DATA SUPPLIED.

+++

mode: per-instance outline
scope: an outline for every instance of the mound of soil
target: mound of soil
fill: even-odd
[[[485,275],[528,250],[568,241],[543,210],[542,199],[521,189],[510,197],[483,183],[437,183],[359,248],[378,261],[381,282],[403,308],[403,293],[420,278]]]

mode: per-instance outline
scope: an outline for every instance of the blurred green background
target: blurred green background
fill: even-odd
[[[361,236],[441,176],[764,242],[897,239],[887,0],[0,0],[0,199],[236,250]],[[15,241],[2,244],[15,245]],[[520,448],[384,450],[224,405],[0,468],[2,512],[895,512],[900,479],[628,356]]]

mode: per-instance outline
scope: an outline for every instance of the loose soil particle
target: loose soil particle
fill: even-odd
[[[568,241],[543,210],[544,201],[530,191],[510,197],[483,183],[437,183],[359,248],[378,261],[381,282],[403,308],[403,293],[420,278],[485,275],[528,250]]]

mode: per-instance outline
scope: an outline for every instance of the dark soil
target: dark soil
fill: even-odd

+++

TASK DETAILS. The entries listed above are to be output exactly. Leave none out.

PROBLEM SOLUTION.
mode: per-instance outline
scope: an outline for every instance of the mound of soil
target: mound of soil
fill: even-odd
[[[485,275],[528,250],[568,241],[543,210],[542,199],[521,189],[510,197],[483,183],[437,183],[359,248],[378,261],[381,282],[403,308],[403,293],[420,278]]]

mode: per-instance outline
scope: an outline for every instance of the blurred green background
target: blurred green background
fill: even-odd
[[[361,236],[441,176],[764,242],[897,239],[887,0],[0,0],[0,199],[236,250]],[[15,241],[2,244],[15,245]],[[520,448],[384,450],[224,405],[0,468],[2,512],[895,512],[900,479],[628,356]]]

mode: per-instance outline
scope: an outline for every instance of the loose soil particle
target: loose soil particle
fill: even-odd
[[[568,241],[543,210],[544,201],[530,191],[510,197],[483,183],[437,183],[359,248],[378,261],[381,282],[403,308],[403,293],[420,278],[485,275],[528,250]]]

mode: per-instance outline
scope: an outline for every instance of the dark soil
target: dark soil
fill: even-odd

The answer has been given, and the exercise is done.